_GIVEN INSTRUCTION_
Pull out every line of the items below that contains the word "white", and copy each of those lines. Match case exactly.

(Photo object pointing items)
Begin

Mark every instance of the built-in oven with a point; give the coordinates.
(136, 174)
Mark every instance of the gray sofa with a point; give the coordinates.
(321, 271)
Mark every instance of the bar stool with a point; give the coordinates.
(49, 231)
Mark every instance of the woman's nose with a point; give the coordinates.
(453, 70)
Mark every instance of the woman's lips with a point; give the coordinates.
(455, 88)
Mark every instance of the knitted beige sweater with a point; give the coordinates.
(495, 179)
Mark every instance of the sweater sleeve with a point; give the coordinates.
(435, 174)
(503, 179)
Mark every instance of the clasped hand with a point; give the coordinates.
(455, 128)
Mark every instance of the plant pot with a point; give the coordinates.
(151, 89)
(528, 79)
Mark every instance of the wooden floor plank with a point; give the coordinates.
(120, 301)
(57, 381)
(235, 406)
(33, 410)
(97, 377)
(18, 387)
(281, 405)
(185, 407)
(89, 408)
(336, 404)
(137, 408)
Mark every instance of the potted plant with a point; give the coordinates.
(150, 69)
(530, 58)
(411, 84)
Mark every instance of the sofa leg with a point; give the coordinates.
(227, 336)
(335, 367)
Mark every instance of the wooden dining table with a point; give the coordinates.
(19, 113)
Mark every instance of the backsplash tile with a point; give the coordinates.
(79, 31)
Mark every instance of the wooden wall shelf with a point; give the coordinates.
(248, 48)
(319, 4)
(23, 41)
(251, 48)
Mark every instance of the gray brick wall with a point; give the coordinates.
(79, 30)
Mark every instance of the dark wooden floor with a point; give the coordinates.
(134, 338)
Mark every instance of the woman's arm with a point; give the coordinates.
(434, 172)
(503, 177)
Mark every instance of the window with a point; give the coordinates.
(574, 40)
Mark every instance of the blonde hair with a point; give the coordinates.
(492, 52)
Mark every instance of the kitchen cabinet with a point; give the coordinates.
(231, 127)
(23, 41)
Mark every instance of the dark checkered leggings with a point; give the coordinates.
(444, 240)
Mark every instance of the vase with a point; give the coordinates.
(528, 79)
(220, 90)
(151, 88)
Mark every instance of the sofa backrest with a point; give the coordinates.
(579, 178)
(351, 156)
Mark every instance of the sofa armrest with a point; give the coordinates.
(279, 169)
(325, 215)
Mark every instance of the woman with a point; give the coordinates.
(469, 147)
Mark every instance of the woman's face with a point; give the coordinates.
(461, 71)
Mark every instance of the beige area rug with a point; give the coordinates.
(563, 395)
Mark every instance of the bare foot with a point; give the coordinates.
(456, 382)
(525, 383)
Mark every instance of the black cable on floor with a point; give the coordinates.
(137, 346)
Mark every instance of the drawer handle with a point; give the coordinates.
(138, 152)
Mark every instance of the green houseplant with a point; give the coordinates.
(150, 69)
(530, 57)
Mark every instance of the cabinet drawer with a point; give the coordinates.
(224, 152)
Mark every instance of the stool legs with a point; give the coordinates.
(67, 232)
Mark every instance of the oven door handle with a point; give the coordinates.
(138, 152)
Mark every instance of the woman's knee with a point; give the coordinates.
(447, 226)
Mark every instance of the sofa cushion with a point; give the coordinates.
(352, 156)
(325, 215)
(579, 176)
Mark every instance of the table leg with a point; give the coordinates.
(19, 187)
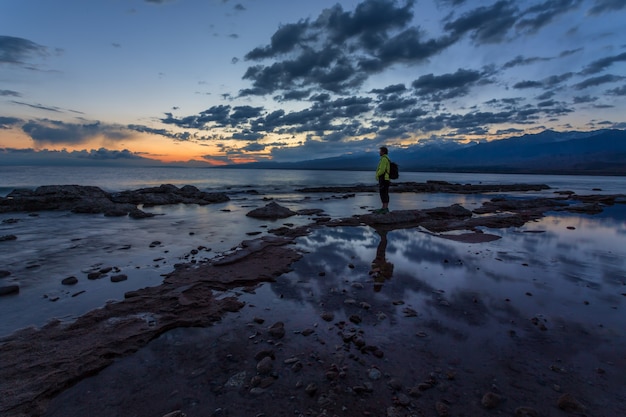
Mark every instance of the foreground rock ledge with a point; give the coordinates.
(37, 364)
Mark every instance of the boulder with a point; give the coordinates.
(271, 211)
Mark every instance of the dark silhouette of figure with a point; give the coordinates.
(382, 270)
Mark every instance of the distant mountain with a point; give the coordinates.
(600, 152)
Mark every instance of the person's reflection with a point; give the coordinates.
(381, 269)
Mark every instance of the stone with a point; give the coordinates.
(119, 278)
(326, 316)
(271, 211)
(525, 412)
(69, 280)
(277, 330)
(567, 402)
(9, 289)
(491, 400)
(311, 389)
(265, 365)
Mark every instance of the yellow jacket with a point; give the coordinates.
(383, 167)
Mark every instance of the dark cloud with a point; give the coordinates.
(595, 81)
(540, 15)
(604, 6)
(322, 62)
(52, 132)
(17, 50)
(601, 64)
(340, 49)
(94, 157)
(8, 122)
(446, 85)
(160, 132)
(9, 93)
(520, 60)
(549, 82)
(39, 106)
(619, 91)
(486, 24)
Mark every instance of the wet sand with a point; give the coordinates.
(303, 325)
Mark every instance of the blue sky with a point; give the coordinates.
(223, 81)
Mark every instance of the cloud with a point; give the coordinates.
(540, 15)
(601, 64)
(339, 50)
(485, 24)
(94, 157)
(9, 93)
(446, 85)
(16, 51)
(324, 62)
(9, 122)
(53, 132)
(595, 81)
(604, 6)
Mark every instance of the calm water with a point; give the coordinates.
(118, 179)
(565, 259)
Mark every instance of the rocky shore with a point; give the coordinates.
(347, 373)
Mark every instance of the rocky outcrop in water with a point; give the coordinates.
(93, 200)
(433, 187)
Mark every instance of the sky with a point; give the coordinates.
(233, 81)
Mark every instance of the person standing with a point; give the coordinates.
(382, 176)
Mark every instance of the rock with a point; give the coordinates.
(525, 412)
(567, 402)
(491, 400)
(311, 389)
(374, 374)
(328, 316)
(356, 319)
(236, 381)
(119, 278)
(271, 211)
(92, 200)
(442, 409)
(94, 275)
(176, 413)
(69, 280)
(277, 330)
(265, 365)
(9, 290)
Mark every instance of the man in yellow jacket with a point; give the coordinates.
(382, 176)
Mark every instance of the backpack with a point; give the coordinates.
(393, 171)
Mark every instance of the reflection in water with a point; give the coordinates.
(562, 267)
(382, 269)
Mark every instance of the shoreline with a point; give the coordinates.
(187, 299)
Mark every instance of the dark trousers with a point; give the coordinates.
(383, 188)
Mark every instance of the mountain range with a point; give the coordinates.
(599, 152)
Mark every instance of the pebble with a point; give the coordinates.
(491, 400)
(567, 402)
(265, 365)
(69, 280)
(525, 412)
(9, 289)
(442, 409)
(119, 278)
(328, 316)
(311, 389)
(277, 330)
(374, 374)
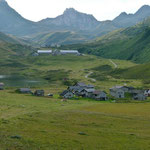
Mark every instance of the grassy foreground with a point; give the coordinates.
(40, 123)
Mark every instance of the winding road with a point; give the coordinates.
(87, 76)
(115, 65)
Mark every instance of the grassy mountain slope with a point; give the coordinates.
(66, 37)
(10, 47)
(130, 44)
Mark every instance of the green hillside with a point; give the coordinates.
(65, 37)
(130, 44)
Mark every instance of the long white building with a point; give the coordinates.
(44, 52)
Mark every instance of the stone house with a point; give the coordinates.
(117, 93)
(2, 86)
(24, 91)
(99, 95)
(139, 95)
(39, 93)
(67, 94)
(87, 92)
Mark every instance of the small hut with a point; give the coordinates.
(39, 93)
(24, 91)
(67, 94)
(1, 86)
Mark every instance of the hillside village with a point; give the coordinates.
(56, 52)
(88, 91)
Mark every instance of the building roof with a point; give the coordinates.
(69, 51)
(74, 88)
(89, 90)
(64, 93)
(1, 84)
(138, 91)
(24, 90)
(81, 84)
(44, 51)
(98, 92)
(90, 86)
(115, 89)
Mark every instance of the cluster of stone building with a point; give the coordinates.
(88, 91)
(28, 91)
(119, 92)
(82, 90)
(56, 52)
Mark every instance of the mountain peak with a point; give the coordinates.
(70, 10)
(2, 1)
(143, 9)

End
Begin

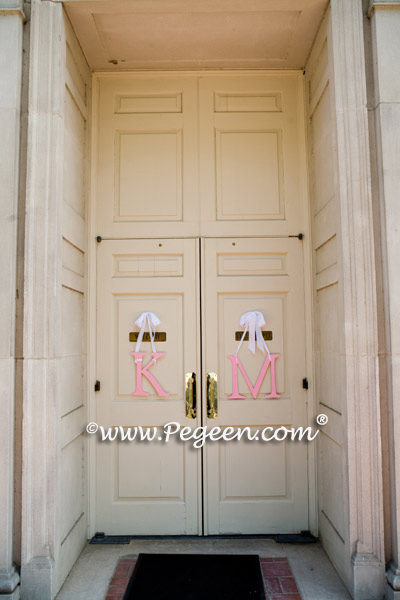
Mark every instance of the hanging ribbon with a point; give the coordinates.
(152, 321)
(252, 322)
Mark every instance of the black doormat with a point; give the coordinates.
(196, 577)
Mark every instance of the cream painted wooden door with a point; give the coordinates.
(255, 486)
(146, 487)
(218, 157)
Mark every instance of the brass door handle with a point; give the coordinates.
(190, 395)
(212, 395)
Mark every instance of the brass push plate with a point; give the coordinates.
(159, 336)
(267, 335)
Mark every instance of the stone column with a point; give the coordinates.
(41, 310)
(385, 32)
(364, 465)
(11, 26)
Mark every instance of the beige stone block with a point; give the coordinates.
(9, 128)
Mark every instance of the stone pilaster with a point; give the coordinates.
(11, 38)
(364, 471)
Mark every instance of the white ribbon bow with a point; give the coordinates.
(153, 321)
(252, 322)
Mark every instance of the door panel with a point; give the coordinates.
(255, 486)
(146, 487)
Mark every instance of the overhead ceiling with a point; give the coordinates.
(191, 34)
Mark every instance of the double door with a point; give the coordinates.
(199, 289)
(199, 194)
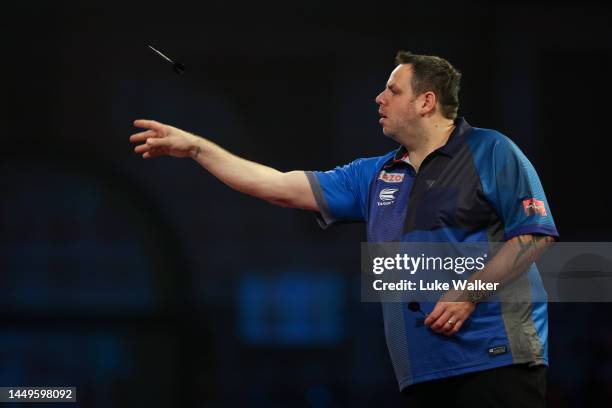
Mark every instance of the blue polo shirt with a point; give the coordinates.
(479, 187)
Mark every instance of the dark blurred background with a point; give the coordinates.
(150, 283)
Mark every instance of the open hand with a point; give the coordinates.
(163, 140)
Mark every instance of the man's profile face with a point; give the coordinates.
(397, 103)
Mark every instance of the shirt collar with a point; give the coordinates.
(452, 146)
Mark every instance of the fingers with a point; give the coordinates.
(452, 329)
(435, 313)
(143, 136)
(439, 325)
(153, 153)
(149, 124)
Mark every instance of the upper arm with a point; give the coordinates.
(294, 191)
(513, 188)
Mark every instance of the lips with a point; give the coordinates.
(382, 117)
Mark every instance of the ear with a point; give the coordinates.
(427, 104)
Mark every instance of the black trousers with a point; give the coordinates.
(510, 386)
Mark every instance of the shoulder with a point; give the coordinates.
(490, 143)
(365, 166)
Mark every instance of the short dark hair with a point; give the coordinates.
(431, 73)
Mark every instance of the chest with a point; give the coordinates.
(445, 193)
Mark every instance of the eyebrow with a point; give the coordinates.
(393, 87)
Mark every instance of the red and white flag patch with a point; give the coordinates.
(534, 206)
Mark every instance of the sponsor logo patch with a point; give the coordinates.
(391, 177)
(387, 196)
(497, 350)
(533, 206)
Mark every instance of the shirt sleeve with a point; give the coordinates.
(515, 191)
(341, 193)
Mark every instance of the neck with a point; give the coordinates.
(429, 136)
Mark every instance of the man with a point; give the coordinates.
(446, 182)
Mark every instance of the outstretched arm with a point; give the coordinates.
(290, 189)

End

_ANSWER TO THIS TASK_
Mark every instance of the long white building with a point; give the coordinates.
Mark every instance of the white ribbon bow with a point; give the coordinates.
Mark every instance of the red and white flag patch with a point; give the coordinates.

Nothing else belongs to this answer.